▸ Input for this task:
___
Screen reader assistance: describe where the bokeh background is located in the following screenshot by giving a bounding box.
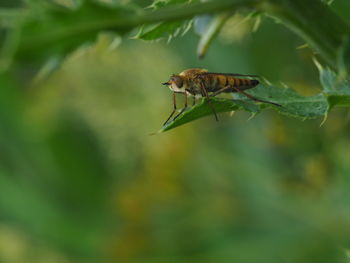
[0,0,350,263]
___
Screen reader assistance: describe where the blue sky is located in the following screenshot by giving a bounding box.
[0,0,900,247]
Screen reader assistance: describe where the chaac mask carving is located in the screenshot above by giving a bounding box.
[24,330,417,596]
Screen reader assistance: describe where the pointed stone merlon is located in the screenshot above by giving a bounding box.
___
▸ Set exercise: Can you render the listing from the line with "Screen reader assistance: describe where the blue" to the line with "[24,330,417,596]", both included, as a Markdown table with the columns Row and Text, one numbered row per line and blank lines omitted?

▸ Right answer:
| Row | Text |
|---|---|
| 1 | Screen reader assistance: describe where the blue sky is located in the following screenshot by giving a bounding box. |
| 2 | [0,0,900,247] |
| 3 | Screen reader assistance: describe where the chaac mask carving is located in the screenshot above by giving a bounding box. |
| 4 | [24,330,417,596] |